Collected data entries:
■ ■ ■

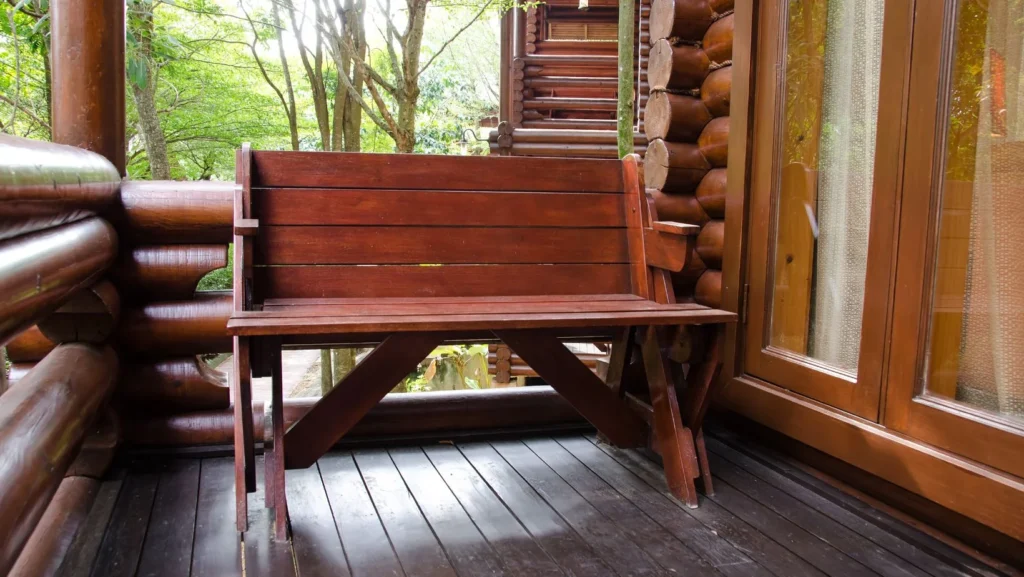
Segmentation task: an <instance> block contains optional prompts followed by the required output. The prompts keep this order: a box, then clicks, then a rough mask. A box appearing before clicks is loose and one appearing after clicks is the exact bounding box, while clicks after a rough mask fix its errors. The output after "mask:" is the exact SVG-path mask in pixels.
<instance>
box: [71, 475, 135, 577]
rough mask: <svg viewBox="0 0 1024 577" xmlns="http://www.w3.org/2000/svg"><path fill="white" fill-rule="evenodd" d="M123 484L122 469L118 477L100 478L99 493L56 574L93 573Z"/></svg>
mask: <svg viewBox="0 0 1024 577" xmlns="http://www.w3.org/2000/svg"><path fill="white" fill-rule="evenodd" d="M123 486H124V471H123V470H121V471H119V472H118V475H117V477H113V478H112V479H108V480H106V481H103V483H102V484H101V485H100V486H99V492H97V493H96V499H95V500H94V501H93V502H92V507H91V508H90V509H89V514H88V517H86V518H85V523H84V524H82V527H80V528H79V530H78V534H77V535H75V540H74V541H72V544H71V547H70V548H69V549H68V554H67V555H65V559H63V561H62V562H61V563H60V568H59V569H58V570H57V573H56V575H57V577H87V576H88V575H89V573H91V572H92V566H93V564H94V563H95V561H96V558H97V557H98V555H99V547H100V546H101V544H102V541H103V535H104V534H105V532H106V526H108V525H110V522H111V516H112V514H113V513H114V507H115V506H116V505H117V502H118V497H119V496H120V494H121V488H122V487H123Z"/></svg>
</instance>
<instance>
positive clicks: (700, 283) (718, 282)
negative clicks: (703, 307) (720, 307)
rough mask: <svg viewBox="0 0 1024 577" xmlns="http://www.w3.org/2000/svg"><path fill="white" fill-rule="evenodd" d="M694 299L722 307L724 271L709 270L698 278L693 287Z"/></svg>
mask: <svg viewBox="0 0 1024 577" xmlns="http://www.w3.org/2000/svg"><path fill="white" fill-rule="evenodd" d="M693 299H694V300H696V301H697V304H703V305H705V306H711V307H712V308H720V307H721V306H722V272H721V271H711V270H709V271H707V272H705V274H703V275H700V278H699V279H697V284H696V286H694V287H693Z"/></svg>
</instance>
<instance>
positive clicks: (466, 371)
mask: <svg viewBox="0 0 1024 577" xmlns="http://www.w3.org/2000/svg"><path fill="white" fill-rule="evenodd" d="M466 388H490V378H489V377H488V375H487V345H486V344H454V345H444V346H438V347H437V348H435V349H434V351H433V352H432V353H430V355H429V356H428V357H427V358H426V360H425V361H424V362H422V363H420V366H419V367H418V368H417V370H416V372H414V373H411V374H410V375H409V376H408V377H406V379H404V380H402V381H401V383H400V384H398V386H396V387H395V388H394V390H393V391H392V393H423V391H427V390H463V389H466Z"/></svg>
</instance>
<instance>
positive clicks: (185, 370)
mask: <svg viewBox="0 0 1024 577" xmlns="http://www.w3.org/2000/svg"><path fill="white" fill-rule="evenodd" d="M233 191H234V183H233V182H209V181H204V182H163V181H137V182H133V181H127V182H125V183H124V186H123V187H122V191H121V205H122V206H121V212H120V214H119V215H118V219H117V223H118V225H119V228H120V229H119V230H120V231H121V232H122V236H123V237H124V238H125V243H124V245H123V248H122V254H123V256H122V258H121V259H119V261H118V263H117V265H116V266H115V270H114V279H115V282H116V283H118V285H119V286H120V287H122V290H123V292H124V294H126V295H127V296H126V297H125V300H126V305H125V310H124V322H123V323H121V325H120V328H119V331H118V334H117V341H118V344H119V345H120V346H121V348H122V351H123V352H124V353H125V354H126V356H127V359H128V362H126V364H125V365H126V366H125V370H124V371H123V376H122V379H121V382H120V383H119V384H118V391H117V393H118V397H119V398H120V399H121V400H123V401H124V402H125V403H129V404H131V406H132V407H133V409H134V412H135V413H136V417H137V415H138V414H144V415H147V416H152V418H154V419H163V418H164V417H165V416H166V415H175V414H180V413H187V412H190V411H217V410H224V409H227V408H228V406H229V404H230V401H229V394H228V387H227V386H226V383H225V379H224V377H223V376H222V375H221V374H220V373H219V372H217V371H213V370H210V369H209V368H208V367H206V364H205V362H203V361H202V360H201V359H200V358H199V356H202V355H212V354H220V353H229V352H230V351H231V339H230V337H229V336H228V335H227V318H228V316H230V313H231V293H230V291H221V292H199V293H197V292H196V287H197V285H198V284H199V281H200V280H201V279H202V278H203V277H204V276H205V275H207V274H208V273H210V272H212V271H215V270H217V269H221V267H223V266H225V265H227V244H228V243H229V242H230V240H231V217H232V214H231V209H232V198H233ZM128 430H129V429H128V428H127V427H126V431H128ZM127 441H129V442H135V441H136V440H133V439H131V438H128V439H127Z"/></svg>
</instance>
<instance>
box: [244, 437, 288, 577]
mask: <svg viewBox="0 0 1024 577" xmlns="http://www.w3.org/2000/svg"><path fill="white" fill-rule="evenodd" d="M255 462H256V492H255V493H253V494H251V495H249V531H246V534H245V536H244V538H243V539H244V543H243V554H244V555H245V562H246V576H247V577H279V576H280V577H288V576H289V575H292V576H294V575H295V557H294V554H293V552H292V543H291V542H284V543H282V542H280V541H276V540H274V538H273V511H272V510H270V509H268V508H266V507H265V506H263V496H264V489H265V487H266V486H265V485H264V483H263V479H264V467H263V456H262V455H260V456H258V457H256V461H255Z"/></svg>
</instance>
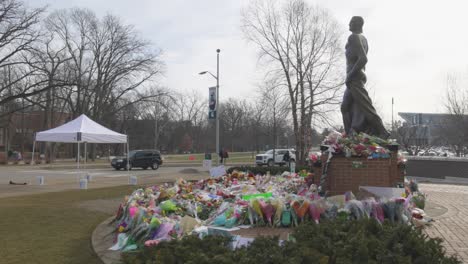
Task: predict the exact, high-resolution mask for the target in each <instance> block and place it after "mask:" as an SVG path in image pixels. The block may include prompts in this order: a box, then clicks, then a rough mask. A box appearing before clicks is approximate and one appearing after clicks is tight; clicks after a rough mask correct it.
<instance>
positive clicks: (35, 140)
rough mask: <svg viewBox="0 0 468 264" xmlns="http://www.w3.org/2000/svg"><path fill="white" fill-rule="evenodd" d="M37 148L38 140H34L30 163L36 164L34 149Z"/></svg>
mask: <svg viewBox="0 0 468 264" xmlns="http://www.w3.org/2000/svg"><path fill="white" fill-rule="evenodd" d="M35 150H36V140H34V142H33V152H32V156H31V162H30V163H29V165H34V151H35Z"/></svg>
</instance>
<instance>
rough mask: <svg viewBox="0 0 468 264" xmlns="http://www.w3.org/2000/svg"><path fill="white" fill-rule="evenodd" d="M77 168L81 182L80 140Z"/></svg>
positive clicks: (78, 149)
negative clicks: (80, 179) (80, 174)
mask: <svg viewBox="0 0 468 264" xmlns="http://www.w3.org/2000/svg"><path fill="white" fill-rule="evenodd" d="M77 160H78V162H77V169H78V173H77V174H78V182H80V176H81V175H80V142H78V158H77Z"/></svg>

■ ■ ■

Problem requirements:
Pull out every line of the data above that contains the word "after", and copy each of those lines in full.

Output for this task:
Segmentation task: an <instance> block contains optional prompts followed by the required output. The prompts keep this order: a box, then clicks, then a rough mask. A box appearing before clicks is loose and one appearing after clicks is the exact bounding box, while clicks after a rough mask fix its errors. The output after "mask:" is the exact SVG-path mask in pixels.
Task: predict the exact, high-resolution mask for the target in each <instance> block and place it after "mask:" as an SVG path in image pixels. The block may include prompts in this order: a box, then clicks, then a rough mask. A box appearing before clicks is approximate and one appearing after clicks is tight; clicks after a rough mask correct it.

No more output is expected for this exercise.